## Excerpt to read:
Sunday, July 17, 2011

Why I will never pursue cheating again

Update

You can read my commentary in my new blog post: A tale about parking.

The discussion on Hacker News was good as well. Also see the response I posted on the Business Insider website and the coverage in Inside Higher Education.


============================================================
TL;DR: Cheating is not a 'bad apple' problem when incentives and assessment design make it cheap and low-risk. Detection tools help, but the scalable fix is redesign.



Last Fall, it was my first semester of teaching as a tenured professor. It was also the semester that I realized how pervasive cheating is in our courses. After spending a tremendous amount of time fighting and pursuing all the cheating cases, I decided that it makes no sense to fight it. The incentive structures simply do not reward such efforts. The Nash equilibrium is to let the students cheat and "perform well"; in exchange, I get back outstanding evaluations. Fighting cheating cannot happen through policing. We need to consider alternative approaches to evaluating students that are structurally cheating-proof.

But let me give you the complete story, as it contains tidbits that I found, in retrospect, highly entertaining.

Clarification 1: Before you jump to conclusions, though, that I just gave up, please go to the end of the article, at the "Future" section, and read my final thoughts.

Clarification 2: The point of this blog post is not to show that "business students cheat" or that our own university is anyhow different than others. I have no reason to believe that other institutions suffer any less from cheating. If you want to think that it is NYU, Stern, or business schools, the only place where cheating happens, then you are turning a blind eye to the problem. The fact that nobody is putting significant effort into detecting or combating cheating does not mean cheating does not exist. The main point I want to make is that cheating happens because we, structurally, put the right incentives in place for it to occur. I propose a pedagogically correct solution. And I welcome comments and feedback.



How it all started: Tenure and Turnitin Integration

There were two new things in the Fall 2010 semester:

First, it was my first semester teaching as a tenured faculty member. This allowed me to be more relaxed and stricter on things related to cheating.

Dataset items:
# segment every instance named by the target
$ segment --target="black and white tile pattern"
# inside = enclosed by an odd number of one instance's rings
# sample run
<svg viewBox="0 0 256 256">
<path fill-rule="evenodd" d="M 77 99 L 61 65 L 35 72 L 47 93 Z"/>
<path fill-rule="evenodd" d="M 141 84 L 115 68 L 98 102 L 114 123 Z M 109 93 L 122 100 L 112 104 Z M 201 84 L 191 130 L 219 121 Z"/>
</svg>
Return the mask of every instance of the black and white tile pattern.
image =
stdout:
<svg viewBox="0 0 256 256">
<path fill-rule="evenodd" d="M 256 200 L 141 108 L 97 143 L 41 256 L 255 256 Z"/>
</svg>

## What this exercise asks:
**A.** Edit the post on cheating from "Clarification 1: Before" to "my final thoughts.", putting "closing remarks" in place of "final thoughts".
**B.** Answer these questions from the post on cheating.
(i) In which semester were there two new things for the author?
(ii) Which section at the end of the article does the author tell readers to go to?
(iii) What does the author call the Nash equilibrium?

## Answers by task:
**A.**
Clarification 1: Before you jump to conclusions, though, that I just gave up, please go to the end of the article, at the "Future" section, and read my closing remarks.

**B.**
(i) The Fall 2010 semester.
(ii) The "Future" section.
(iii) Letting the students cheat and "perform well," and in exchange the author gets back outstanding evaluations.